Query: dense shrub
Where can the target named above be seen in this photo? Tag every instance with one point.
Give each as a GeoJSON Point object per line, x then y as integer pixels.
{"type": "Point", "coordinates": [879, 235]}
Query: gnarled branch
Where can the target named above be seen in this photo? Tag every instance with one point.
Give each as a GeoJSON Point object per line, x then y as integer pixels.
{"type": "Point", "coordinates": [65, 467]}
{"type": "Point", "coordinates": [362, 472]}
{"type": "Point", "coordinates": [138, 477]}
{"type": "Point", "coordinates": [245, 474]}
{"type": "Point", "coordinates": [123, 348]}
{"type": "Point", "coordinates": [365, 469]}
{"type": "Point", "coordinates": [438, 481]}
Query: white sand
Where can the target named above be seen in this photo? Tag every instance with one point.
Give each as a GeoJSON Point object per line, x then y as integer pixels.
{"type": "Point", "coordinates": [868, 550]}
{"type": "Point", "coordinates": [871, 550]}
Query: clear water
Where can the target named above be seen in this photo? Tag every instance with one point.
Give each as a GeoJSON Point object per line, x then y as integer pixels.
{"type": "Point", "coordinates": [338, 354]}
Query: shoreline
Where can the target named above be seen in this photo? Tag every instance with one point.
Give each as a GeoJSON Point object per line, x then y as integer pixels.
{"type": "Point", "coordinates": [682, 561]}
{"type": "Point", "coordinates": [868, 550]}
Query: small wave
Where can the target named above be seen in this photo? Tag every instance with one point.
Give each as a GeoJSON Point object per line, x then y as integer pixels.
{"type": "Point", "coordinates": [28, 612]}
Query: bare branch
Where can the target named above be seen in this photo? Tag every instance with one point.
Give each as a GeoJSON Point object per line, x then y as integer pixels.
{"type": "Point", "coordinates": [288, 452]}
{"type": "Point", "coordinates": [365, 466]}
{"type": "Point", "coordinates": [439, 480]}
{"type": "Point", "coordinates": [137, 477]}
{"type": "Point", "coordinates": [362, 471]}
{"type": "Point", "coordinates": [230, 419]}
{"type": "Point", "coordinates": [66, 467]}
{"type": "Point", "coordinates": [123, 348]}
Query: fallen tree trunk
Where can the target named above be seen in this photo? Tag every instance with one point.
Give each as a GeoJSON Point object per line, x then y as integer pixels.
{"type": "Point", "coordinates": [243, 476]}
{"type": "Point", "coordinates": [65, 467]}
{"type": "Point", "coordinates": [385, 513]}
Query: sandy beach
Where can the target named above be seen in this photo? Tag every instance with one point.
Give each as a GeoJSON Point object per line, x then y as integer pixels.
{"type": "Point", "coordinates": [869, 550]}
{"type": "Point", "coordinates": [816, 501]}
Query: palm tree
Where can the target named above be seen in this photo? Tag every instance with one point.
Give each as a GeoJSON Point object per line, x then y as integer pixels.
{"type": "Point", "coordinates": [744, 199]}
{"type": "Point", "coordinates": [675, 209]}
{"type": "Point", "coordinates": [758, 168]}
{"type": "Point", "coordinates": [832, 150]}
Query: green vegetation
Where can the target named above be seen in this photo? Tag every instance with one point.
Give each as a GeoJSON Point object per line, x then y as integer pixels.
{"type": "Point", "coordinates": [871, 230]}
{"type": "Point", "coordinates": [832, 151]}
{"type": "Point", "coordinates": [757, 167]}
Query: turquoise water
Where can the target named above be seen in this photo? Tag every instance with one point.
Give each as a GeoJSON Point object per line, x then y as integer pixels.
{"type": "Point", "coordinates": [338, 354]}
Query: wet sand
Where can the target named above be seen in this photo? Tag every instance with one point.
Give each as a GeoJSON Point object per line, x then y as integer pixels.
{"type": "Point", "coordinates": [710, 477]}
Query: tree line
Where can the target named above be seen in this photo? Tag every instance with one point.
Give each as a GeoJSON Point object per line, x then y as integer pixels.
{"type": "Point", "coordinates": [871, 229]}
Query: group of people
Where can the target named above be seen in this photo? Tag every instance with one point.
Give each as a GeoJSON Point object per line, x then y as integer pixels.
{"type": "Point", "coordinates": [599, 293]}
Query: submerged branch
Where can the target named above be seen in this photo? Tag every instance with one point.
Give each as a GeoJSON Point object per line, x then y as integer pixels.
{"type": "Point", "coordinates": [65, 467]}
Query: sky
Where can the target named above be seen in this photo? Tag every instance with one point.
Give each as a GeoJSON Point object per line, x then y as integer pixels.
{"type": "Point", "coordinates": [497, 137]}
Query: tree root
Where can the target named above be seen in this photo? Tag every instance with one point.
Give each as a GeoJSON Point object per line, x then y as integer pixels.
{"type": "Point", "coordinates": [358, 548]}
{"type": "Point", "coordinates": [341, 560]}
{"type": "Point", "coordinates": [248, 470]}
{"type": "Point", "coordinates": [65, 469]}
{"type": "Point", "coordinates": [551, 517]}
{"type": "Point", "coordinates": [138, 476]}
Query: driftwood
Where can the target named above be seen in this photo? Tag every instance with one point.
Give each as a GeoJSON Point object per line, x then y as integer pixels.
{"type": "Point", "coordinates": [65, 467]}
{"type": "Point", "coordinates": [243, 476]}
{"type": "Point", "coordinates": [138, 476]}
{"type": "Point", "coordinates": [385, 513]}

■ **The problem**
What is needed is an exact copy of all the records.

■ **Solution to this exercise**
Query: dense shrub
Where can the target named above be seen in this photo? Tag every instance with one point.
Give each as a GeoJSON Point object per line, x then y as integer pixels.
{"type": "Point", "coordinates": [879, 235]}
Query: gnarled branch
Where can the target named above be seen in this photo? Tag every instance with one point.
Give each as a GeoJSON Point object per line, x then y as integer pixels.
{"type": "Point", "coordinates": [65, 467]}
{"type": "Point", "coordinates": [362, 472]}
{"type": "Point", "coordinates": [138, 477]}
{"type": "Point", "coordinates": [245, 474]}
{"type": "Point", "coordinates": [123, 348]}
{"type": "Point", "coordinates": [365, 469]}
{"type": "Point", "coordinates": [438, 481]}
Query: white sand
Where can the target named above be seen in this photo? Tag every instance with one point.
Give each as a GeoJSON Point object per line, x then y as integer pixels.
{"type": "Point", "coordinates": [868, 550]}
{"type": "Point", "coordinates": [871, 550]}
Query: clear water
Where can the target named above be seen in this photo? Tag every instance with one point.
Give each as a GeoJSON Point object per line, x then y as integer pixels.
{"type": "Point", "coordinates": [338, 354]}
Query: shoreline
Where can the target named above be seen in this photo? Tag every instance with one point.
Give each as a GeoJSON Point object per line, x then y as integer pixels.
{"type": "Point", "coordinates": [682, 561]}
{"type": "Point", "coordinates": [868, 550]}
Query: small wave
Where can the target named above be seen in this photo? Tag every instance with one point.
Give each as a GeoJSON Point object per line, x then y as integer pixels.
{"type": "Point", "coordinates": [28, 612]}
Query: bare branch
Where can the target named above be seen in this photo? Tag every instance with one point.
Give each as a GeoJSON Point object per line, x then y as integer pixels.
{"type": "Point", "coordinates": [288, 452]}
{"type": "Point", "coordinates": [365, 466]}
{"type": "Point", "coordinates": [439, 480]}
{"type": "Point", "coordinates": [137, 477]}
{"type": "Point", "coordinates": [362, 471]}
{"type": "Point", "coordinates": [230, 419]}
{"type": "Point", "coordinates": [66, 467]}
{"type": "Point", "coordinates": [123, 348]}
Query: fallen tree trunk
Where can the target named above be seen in this photo? Tag every instance with one point.
Give each as a GeoJSON Point object per line, x then y as integer pixels.
{"type": "Point", "coordinates": [243, 476]}
{"type": "Point", "coordinates": [65, 467]}
{"type": "Point", "coordinates": [385, 513]}
Query: sandy beach
Where can the target named above be seen in this photo? Tag every instance with one point.
Give each as a GeoJSON Point object per line, x then y as integer pixels.
{"type": "Point", "coordinates": [869, 550]}
{"type": "Point", "coordinates": [816, 501]}
Query: palm tree
Where can the target named above be seen in this photo? Tag every instance with one point.
Give each as a GeoJSON Point object per line, x then y as integer pixels.
{"type": "Point", "coordinates": [744, 199]}
{"type": "Point", "coordinates": [675, 209]}
{"type": "Point", "coordinates": [758, 168]}
{"type": "Point", "coordinates": [832, 150]}
Query: green vegetation
Where can the target named above be seen in this photo? Tag every instance with one point.
Give each as a GeoJSON Point object per line, x then y as integer pixels.
{"type": "Point", "coordinates": [871, 230]}
{"type": "Point", "coordinates": [832, 151]}
{"type": "Point", "coordinates": [757, 167]}
Query: turquoise water
Where can the target named above be seen in this photo? Tag every instance with one point.
Give each as a GeoJSON Point object per line, x then y as integer pixels.
{"type": "Point", "coordinates": [338, 354]}
Query: wet sand
Where can the target named above be seen in this photo? Tag every instance with one point.
Give each as a GeoJSON Point object per line, x then y as integer pixels.
{"type": "Point", "coordinates": [710, 477]}
Query: tree line
Where can the target named above be seen in this photo? Tag every instance with one point.
Give each as a GeoJSON Point object per line, x then y as integer pixels.
{"type": "Point", "coordinates": [871, 229]}
Query: group of people
Where can the target named above be seen in this photo? Tag every instance with one point.
Give each as a GeoJSON Point object per line, x then y as integer pixels.
{"type": "Point", "coordinates": [599, 293]}
Query: submerged branch
Where can the target named above be seen in this photo? Tag every instance with one point.
Give each as a GeoJSON Point object per line, x then y as integer pixels.
{"type": "Point", "coordinates": [65, 467]}
Query: sky
Where can the target named above be seen in this photo? Tag every instance with one point.
Give each as a GeoJSON Point object per line, x then y as integer pixels.
{"type": "Point", "coordinates": [497, 137]}
Query: tree root
Where can the target named above be seen in this photo? Tag every instance with one point.
Give each as a GeoJSON Point object per line, x then y as integer pixels.
{"type": "Point", "coordinates": [358, 548]}
{"type": "Point", "coordinates": [341, 560]}
{"type": "Point", "coordinates": [248, 470]}
{"type": "Point", "coordinates": [65, 469]}
{"type": "Point", "coordinates": [551, 517]}
{"type": "Point", "coordinates": [138, 476]}
Query: driftwood
Where can the target named above be seen in this photo? Tag every instance with one point.
Give each as a GeoJSON Point object per line, x then y as integer pixels.
{"type": "Point", "coordinates": [65, 467]}
{"type": "Point", "coordinates": [243, 476]}
{"type": "Point", "coordinates": [138, 476]}
{"type": "Point", "coordinates": [385, 513]}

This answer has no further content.